* Start *

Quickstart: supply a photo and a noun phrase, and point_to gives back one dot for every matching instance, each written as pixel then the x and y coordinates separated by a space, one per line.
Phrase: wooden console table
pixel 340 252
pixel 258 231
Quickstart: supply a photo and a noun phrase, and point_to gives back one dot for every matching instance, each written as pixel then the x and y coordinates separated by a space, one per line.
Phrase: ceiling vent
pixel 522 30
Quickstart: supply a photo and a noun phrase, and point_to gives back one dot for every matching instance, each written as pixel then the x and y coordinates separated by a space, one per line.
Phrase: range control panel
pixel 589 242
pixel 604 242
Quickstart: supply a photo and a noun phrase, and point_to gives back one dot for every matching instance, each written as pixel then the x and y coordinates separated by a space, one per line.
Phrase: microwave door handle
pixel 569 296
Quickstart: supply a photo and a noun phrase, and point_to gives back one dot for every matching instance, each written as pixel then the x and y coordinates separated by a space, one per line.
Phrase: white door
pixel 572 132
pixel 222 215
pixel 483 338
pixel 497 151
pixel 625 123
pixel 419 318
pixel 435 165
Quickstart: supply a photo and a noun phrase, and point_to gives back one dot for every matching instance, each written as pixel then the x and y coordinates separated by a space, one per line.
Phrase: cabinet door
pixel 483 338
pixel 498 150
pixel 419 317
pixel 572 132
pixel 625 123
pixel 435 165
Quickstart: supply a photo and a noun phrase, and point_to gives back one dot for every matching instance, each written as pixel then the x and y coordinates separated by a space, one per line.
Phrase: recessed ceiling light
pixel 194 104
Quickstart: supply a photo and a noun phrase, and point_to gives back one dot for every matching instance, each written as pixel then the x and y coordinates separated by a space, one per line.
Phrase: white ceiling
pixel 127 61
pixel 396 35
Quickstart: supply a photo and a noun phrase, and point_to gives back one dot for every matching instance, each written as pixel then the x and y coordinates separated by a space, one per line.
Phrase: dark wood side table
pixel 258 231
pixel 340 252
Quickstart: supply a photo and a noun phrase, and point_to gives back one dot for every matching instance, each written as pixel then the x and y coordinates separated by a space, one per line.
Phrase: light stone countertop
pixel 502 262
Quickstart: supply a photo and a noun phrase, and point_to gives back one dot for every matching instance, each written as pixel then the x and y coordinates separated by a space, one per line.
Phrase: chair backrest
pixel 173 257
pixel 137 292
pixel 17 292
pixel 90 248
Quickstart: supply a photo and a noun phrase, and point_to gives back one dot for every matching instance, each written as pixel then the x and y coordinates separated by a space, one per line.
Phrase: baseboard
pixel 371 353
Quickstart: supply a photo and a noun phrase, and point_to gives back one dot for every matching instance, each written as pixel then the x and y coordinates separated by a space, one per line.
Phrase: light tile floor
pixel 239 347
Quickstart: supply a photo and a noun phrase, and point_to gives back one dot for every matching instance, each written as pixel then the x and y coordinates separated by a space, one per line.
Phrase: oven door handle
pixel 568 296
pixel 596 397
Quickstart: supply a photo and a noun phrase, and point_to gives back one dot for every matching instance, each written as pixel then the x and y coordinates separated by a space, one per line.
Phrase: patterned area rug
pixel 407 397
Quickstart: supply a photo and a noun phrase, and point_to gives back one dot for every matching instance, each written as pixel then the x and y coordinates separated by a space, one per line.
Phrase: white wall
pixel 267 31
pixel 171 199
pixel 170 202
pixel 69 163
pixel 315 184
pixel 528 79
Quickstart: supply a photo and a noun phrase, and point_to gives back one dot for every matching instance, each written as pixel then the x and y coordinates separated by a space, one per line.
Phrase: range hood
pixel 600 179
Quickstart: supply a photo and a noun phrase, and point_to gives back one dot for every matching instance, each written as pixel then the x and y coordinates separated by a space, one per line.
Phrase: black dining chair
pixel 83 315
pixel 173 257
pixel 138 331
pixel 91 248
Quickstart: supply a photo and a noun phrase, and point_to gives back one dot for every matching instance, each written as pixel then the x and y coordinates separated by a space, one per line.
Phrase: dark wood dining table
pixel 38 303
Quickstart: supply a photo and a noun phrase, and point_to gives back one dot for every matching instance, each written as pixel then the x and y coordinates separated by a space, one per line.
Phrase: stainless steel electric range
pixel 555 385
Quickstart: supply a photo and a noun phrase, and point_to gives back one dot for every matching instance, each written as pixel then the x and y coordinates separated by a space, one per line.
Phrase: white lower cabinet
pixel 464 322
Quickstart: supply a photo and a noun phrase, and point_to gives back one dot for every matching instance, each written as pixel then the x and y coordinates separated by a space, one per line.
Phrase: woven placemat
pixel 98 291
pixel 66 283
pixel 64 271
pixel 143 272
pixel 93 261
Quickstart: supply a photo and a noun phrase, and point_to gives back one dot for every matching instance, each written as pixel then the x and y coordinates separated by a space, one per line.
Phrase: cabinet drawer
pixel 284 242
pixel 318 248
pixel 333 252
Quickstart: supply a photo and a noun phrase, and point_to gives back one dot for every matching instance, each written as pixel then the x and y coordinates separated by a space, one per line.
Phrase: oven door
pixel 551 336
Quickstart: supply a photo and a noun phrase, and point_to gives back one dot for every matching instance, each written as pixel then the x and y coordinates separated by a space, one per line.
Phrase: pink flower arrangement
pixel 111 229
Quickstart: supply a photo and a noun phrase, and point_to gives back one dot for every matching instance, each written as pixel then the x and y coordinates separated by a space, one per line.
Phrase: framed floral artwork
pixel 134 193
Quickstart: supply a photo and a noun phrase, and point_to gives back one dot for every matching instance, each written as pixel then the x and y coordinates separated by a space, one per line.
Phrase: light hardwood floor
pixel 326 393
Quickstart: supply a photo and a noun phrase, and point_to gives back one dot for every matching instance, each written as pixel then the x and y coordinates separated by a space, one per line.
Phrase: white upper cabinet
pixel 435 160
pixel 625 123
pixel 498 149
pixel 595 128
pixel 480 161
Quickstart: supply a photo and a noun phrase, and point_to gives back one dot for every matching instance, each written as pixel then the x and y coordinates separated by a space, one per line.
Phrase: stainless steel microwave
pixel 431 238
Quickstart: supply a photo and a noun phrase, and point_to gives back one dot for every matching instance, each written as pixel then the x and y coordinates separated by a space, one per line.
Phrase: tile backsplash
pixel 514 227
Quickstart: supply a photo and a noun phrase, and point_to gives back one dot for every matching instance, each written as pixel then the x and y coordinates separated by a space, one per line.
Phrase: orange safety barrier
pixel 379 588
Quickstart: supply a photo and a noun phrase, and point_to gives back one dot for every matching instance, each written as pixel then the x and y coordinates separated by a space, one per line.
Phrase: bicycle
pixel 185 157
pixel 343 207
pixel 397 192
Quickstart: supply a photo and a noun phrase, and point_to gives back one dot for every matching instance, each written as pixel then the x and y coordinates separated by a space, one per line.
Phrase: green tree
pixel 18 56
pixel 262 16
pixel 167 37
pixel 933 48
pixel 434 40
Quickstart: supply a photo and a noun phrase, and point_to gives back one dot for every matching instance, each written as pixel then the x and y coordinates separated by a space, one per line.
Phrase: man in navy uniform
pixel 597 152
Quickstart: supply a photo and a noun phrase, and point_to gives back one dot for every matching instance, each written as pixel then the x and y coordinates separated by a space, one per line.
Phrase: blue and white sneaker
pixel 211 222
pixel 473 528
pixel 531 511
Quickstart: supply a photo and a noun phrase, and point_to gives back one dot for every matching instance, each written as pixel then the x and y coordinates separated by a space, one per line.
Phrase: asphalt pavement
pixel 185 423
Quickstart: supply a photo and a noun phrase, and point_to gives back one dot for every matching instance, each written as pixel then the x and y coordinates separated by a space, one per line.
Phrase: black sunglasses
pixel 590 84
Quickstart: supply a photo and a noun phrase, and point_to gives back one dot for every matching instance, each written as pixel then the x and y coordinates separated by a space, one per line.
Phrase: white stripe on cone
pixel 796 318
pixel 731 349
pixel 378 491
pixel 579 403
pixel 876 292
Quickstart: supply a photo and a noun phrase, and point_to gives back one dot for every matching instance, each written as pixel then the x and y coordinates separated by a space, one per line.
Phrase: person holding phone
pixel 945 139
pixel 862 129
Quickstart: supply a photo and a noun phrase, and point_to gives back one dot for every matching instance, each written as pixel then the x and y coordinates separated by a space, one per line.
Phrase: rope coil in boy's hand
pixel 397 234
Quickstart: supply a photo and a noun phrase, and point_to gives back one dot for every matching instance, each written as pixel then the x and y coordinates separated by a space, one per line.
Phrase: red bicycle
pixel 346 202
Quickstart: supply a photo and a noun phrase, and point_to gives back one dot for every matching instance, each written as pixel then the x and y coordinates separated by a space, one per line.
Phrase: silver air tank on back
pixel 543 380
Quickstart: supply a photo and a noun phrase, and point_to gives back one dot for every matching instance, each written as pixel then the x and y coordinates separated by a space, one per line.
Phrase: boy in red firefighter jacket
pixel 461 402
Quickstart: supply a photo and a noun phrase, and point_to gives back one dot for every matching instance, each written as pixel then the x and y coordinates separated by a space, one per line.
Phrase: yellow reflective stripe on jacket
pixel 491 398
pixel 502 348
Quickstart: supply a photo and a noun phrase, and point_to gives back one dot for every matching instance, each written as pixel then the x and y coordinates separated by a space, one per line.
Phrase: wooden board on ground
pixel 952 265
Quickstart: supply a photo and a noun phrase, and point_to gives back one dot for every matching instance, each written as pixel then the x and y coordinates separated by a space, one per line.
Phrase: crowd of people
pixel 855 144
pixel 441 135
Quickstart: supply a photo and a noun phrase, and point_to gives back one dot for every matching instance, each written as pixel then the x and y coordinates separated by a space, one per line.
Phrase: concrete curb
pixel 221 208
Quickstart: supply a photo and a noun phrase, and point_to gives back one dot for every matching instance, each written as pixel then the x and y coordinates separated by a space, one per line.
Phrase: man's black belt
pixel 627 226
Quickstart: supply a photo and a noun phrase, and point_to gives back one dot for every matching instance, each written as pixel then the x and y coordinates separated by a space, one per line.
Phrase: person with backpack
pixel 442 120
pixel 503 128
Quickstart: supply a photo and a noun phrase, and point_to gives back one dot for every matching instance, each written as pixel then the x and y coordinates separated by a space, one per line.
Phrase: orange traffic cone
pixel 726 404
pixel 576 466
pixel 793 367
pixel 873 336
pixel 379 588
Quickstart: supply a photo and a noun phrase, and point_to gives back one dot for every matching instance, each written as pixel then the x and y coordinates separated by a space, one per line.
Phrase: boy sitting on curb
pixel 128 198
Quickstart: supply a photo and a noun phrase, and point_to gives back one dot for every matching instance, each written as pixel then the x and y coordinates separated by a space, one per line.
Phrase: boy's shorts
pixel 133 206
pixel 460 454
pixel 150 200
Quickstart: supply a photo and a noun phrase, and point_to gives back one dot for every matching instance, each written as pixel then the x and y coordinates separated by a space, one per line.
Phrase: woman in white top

* End *

PROMPT ->
From the listing above, pull out every line that contains the word "floor" and copy each one in full.

OUTPUT FOR THIS EXERCISE ->
Phrase: light tile floor
Phrase: light hardwood floor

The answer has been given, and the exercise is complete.